Exercise prompt >> List every line of the material below that contains the word "stage", copying each such line in full.

Records for this exercise >>
════════

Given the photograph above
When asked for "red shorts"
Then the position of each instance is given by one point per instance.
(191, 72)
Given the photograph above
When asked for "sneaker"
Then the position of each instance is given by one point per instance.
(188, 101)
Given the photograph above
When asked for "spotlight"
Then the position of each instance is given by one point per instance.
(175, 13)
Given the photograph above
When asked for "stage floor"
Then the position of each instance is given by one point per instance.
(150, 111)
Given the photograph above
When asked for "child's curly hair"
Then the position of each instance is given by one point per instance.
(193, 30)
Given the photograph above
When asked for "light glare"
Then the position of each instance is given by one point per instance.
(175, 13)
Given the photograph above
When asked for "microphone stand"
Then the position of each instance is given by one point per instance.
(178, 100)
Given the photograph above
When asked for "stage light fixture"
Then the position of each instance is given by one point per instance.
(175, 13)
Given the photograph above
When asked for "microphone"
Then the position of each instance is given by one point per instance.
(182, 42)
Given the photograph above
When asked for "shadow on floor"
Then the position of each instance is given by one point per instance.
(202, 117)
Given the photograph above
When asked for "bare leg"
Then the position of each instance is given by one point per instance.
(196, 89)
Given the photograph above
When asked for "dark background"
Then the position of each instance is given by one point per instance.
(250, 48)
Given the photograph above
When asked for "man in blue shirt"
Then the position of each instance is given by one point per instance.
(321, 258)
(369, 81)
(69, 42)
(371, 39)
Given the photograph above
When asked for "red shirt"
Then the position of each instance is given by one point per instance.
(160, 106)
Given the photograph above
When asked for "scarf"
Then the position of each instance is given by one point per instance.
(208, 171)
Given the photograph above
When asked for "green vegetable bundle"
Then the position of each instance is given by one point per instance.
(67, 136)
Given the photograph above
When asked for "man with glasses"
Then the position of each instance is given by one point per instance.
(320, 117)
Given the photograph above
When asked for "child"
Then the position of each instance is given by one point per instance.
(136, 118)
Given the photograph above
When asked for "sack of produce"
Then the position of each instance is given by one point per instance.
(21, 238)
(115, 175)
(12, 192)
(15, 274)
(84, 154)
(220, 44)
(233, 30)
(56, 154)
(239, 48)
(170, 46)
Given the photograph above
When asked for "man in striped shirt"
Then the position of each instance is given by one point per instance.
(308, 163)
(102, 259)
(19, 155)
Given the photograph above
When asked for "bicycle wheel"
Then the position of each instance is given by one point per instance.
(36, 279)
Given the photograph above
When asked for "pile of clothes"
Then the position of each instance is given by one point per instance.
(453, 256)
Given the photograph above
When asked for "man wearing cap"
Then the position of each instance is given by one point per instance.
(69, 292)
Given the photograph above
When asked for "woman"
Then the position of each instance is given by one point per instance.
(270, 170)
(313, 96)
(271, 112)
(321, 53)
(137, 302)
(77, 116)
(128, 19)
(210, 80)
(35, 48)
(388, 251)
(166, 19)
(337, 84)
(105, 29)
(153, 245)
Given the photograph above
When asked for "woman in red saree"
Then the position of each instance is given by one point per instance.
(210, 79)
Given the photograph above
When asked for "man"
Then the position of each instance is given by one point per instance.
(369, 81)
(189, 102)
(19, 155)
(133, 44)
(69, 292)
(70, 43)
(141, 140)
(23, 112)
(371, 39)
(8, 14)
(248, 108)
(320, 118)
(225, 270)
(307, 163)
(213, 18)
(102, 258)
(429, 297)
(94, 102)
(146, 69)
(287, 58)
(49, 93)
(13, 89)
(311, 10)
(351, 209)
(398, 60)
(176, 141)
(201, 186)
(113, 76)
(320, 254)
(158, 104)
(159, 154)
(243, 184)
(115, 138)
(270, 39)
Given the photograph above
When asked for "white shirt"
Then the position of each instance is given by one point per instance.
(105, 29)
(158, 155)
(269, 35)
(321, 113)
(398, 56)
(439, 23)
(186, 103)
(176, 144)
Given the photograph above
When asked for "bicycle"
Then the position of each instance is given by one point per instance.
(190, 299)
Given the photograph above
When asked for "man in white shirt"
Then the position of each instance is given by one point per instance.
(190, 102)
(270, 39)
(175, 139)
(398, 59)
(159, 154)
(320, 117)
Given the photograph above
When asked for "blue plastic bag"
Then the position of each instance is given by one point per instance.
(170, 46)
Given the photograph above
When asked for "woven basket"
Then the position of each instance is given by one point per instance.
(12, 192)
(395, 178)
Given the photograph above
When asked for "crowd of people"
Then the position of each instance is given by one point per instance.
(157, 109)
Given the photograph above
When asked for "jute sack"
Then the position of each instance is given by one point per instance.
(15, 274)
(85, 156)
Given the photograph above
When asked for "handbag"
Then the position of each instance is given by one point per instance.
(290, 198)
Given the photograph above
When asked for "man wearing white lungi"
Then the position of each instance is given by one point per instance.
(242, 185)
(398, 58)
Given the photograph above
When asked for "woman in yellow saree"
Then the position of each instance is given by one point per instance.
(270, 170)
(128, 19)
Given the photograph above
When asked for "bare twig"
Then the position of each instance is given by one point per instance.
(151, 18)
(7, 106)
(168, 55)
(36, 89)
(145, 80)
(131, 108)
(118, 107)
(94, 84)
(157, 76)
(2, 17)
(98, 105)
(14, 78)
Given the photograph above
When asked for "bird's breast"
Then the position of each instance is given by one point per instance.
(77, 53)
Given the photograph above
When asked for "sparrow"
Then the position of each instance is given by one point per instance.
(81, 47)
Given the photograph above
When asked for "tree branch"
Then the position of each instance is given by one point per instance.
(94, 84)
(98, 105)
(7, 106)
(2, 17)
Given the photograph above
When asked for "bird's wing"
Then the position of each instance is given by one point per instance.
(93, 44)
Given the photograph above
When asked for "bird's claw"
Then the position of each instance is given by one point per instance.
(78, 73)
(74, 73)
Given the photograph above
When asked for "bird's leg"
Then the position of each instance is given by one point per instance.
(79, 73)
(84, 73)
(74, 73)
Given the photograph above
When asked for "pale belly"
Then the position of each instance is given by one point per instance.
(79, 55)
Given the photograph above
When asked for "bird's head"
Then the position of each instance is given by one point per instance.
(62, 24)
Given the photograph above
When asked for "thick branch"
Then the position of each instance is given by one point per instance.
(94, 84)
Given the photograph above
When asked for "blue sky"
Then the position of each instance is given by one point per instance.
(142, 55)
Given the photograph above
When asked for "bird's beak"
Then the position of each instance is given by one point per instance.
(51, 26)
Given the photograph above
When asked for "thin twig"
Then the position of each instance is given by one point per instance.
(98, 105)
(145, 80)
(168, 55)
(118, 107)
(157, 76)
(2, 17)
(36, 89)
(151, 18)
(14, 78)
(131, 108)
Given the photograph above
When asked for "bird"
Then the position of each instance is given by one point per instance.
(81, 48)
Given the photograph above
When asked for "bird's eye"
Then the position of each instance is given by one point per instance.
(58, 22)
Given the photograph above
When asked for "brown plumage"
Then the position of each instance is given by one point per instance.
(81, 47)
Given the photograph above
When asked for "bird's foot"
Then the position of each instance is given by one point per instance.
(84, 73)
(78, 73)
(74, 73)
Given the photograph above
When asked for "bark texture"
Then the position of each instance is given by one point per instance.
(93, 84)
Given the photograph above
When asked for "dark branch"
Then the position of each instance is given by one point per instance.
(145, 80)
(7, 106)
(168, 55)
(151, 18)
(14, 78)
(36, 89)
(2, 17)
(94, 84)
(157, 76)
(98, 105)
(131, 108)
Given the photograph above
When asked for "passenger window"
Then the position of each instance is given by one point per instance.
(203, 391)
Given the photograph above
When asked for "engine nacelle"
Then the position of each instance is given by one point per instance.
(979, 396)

════════

Response >>
When asked for "stage floor"
When asked for "stage light fixture"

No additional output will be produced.